• Exercise details: Find each line in the entries below that contains the word "windmill" and copy it out in full.

• Dataset records:
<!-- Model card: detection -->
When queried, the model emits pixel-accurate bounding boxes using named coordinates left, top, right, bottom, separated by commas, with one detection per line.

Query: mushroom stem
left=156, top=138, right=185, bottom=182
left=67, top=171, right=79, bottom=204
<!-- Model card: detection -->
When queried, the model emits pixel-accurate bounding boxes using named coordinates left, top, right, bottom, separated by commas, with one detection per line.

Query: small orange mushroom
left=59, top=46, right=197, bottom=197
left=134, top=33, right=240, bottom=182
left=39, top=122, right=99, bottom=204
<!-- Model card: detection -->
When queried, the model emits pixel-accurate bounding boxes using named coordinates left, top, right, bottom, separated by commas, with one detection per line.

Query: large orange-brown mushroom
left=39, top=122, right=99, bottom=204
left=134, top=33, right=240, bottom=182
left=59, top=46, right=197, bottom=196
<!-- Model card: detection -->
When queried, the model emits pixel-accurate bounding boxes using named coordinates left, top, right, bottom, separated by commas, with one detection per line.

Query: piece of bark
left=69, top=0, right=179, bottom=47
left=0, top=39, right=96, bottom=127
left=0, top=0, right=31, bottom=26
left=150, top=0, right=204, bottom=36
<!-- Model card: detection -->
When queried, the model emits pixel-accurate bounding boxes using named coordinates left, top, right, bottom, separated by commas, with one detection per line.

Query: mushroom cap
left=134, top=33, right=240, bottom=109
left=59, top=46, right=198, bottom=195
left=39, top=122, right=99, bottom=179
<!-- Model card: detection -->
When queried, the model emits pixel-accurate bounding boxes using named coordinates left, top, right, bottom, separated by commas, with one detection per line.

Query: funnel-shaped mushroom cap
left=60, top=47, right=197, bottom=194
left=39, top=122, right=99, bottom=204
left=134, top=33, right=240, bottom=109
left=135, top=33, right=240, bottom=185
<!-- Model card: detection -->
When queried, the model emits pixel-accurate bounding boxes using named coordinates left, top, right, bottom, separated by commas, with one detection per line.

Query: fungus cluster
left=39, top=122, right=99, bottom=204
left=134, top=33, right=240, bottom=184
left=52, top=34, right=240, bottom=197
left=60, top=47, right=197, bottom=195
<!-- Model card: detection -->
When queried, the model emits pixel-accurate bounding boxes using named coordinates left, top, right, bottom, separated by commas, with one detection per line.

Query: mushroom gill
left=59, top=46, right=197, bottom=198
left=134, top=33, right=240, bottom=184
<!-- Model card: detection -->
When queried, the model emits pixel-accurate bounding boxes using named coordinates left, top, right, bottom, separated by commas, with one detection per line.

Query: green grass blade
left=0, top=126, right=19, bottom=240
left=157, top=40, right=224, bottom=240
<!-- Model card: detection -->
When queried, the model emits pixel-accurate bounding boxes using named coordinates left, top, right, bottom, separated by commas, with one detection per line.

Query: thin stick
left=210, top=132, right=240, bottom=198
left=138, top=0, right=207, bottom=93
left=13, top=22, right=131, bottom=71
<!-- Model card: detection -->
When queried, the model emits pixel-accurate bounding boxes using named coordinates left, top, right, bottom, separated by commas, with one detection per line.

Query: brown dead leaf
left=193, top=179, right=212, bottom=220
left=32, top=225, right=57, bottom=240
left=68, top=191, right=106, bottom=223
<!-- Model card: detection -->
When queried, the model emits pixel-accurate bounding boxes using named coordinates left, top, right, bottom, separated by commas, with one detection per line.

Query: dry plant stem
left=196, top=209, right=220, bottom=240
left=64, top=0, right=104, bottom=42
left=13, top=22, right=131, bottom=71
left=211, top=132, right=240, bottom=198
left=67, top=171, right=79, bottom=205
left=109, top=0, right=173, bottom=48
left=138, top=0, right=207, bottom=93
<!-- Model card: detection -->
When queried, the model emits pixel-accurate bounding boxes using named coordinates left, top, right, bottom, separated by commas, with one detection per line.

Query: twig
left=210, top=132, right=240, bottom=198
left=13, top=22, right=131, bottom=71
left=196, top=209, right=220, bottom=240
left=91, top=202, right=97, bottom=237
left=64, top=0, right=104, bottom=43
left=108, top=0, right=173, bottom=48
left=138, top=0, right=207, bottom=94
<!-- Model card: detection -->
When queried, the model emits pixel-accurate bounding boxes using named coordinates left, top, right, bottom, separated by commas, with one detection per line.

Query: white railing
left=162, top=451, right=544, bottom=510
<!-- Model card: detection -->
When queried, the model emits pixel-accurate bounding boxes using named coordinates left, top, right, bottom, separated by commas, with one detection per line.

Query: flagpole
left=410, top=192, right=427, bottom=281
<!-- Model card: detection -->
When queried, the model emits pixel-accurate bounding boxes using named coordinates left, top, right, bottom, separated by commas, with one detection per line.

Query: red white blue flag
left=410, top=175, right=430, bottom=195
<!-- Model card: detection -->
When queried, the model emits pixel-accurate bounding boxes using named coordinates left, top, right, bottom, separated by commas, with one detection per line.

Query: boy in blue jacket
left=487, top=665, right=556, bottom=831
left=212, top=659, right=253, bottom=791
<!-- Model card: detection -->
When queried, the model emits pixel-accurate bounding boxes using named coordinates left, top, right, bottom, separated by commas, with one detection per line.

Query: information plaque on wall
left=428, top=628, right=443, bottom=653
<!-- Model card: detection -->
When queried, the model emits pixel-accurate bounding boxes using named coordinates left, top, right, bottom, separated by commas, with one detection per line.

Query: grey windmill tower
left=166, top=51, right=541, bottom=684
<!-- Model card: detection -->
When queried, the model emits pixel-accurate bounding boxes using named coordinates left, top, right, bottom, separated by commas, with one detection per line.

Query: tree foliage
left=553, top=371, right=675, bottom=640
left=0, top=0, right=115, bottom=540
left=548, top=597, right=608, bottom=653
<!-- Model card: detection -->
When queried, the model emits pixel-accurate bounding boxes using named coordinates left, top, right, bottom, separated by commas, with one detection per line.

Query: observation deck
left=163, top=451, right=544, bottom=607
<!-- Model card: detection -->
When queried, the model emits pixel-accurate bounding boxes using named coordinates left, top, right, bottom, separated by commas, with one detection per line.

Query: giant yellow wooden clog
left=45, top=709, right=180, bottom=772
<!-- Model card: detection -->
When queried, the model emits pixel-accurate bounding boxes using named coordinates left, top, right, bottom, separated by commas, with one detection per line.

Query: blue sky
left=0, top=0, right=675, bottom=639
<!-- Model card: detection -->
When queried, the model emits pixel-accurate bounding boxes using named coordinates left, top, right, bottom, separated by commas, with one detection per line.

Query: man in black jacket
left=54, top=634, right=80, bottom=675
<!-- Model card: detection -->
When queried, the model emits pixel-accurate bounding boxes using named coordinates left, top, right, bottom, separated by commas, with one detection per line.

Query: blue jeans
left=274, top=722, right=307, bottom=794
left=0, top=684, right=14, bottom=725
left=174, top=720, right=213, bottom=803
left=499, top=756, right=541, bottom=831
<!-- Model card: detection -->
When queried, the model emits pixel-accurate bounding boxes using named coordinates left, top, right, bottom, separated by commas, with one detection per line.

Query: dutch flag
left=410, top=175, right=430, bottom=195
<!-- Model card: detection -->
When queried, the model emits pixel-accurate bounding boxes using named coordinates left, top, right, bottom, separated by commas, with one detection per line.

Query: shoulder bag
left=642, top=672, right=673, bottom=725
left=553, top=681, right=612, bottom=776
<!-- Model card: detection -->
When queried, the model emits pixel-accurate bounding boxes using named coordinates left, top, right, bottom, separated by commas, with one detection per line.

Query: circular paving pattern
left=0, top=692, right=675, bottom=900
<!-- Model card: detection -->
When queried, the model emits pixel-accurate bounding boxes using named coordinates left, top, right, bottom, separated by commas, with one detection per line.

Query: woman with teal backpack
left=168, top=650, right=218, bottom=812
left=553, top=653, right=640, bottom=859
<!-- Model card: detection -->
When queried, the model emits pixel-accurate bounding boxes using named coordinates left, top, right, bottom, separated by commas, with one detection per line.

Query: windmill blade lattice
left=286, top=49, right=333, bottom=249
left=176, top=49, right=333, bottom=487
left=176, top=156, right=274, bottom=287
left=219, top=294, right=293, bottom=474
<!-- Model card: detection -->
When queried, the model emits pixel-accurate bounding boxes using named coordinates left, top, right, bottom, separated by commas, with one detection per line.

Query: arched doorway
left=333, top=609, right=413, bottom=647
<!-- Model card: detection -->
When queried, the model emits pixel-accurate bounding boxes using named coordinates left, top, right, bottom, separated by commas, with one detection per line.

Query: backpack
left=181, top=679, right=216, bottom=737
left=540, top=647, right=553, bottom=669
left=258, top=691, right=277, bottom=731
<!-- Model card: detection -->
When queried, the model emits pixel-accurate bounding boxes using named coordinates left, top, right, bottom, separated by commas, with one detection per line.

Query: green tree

• Answer to the problem:
Query: grey windmill tower
Query: windmill blade lattice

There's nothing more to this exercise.